Items from a dataset
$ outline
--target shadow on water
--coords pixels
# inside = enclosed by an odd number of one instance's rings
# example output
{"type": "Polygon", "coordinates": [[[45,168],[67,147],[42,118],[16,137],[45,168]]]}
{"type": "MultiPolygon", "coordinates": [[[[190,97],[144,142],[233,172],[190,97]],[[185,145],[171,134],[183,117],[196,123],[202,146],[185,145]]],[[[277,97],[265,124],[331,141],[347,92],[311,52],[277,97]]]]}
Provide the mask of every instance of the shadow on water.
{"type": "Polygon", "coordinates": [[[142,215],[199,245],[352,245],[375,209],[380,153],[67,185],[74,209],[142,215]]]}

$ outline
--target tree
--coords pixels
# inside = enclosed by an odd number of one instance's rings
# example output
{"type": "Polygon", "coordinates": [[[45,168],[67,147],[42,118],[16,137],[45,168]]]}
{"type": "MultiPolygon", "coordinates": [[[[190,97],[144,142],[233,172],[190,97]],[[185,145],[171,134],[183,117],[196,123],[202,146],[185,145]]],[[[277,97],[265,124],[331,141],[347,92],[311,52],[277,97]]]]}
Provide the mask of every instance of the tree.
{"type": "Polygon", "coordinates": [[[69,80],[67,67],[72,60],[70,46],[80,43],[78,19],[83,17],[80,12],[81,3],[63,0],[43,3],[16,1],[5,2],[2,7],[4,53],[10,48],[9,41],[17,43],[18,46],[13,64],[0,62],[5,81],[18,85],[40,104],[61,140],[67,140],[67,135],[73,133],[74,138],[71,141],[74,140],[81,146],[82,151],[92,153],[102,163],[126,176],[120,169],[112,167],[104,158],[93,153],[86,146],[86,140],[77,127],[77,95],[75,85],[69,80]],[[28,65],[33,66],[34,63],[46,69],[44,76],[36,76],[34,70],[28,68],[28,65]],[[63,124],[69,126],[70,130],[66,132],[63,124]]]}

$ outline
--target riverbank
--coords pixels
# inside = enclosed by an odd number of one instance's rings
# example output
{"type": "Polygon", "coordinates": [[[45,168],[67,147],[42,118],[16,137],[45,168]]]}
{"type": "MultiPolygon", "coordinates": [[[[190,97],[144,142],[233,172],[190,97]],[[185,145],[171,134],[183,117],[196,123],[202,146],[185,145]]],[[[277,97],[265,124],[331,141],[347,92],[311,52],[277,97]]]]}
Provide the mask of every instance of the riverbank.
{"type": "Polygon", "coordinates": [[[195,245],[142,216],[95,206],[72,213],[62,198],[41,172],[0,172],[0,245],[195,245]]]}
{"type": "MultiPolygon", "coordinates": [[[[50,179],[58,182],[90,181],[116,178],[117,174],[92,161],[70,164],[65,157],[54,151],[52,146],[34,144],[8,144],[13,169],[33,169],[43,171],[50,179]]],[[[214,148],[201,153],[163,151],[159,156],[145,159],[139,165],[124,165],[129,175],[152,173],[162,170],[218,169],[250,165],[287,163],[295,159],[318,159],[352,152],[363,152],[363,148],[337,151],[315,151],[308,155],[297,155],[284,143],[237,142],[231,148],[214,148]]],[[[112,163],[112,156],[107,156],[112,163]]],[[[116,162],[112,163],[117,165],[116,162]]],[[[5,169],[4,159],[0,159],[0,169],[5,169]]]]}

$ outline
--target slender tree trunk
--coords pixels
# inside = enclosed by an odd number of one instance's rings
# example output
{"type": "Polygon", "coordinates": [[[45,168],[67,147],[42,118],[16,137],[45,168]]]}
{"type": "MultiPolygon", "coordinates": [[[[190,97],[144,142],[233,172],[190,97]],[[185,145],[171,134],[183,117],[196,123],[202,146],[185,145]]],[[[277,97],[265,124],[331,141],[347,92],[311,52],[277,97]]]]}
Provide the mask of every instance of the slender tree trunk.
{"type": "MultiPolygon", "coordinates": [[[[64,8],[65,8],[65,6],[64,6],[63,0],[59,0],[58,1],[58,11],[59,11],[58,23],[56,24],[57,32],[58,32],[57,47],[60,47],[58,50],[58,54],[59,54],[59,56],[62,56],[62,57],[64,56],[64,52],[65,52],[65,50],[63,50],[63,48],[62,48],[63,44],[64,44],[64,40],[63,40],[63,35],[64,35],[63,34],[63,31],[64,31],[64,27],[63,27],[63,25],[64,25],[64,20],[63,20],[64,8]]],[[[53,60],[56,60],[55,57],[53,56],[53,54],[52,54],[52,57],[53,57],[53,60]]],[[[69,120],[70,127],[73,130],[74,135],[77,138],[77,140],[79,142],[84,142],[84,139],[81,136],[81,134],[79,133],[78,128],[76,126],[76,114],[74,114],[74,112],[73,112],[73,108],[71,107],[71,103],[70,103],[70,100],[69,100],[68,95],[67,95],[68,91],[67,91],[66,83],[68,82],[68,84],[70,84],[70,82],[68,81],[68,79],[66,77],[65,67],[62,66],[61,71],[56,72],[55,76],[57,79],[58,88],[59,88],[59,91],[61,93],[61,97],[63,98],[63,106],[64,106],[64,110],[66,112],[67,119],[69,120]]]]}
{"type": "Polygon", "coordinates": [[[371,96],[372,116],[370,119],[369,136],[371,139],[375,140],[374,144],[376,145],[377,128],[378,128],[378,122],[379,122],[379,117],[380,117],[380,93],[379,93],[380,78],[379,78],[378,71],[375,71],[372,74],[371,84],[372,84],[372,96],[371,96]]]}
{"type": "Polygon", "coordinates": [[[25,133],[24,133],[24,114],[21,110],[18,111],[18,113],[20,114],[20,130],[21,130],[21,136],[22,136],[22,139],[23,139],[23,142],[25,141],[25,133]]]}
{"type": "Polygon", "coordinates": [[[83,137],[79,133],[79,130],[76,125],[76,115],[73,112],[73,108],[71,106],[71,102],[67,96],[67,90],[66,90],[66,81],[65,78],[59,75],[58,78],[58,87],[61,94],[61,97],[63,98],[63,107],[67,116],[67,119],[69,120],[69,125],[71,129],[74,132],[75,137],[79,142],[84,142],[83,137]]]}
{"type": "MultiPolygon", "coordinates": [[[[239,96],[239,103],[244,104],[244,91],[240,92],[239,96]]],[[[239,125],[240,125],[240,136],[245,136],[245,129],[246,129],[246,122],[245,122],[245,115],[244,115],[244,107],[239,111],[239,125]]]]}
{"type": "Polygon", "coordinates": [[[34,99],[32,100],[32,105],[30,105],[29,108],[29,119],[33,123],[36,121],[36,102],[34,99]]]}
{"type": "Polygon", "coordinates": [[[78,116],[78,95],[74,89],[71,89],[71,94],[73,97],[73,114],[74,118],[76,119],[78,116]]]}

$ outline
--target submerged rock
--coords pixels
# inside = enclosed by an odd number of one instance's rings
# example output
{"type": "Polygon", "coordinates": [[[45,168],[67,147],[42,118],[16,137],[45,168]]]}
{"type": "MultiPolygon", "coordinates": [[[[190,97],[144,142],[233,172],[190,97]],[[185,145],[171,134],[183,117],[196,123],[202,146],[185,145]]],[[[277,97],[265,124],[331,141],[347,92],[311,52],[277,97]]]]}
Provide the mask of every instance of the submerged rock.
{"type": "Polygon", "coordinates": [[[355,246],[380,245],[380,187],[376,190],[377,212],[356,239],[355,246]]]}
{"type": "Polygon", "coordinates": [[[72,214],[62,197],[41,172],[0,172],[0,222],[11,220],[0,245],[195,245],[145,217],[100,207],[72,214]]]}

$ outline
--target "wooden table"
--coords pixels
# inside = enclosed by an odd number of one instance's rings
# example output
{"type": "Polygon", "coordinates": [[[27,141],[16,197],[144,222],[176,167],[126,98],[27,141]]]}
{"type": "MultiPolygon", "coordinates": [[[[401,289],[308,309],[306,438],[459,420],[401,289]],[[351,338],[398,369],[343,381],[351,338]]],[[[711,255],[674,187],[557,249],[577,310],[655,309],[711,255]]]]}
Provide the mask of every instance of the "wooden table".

- _Task to carry out_
Write out every line from the entries where "wooden" appears.

- _Reply_
--target "wooden table"
Provide the mask of every instance of the "wooden table".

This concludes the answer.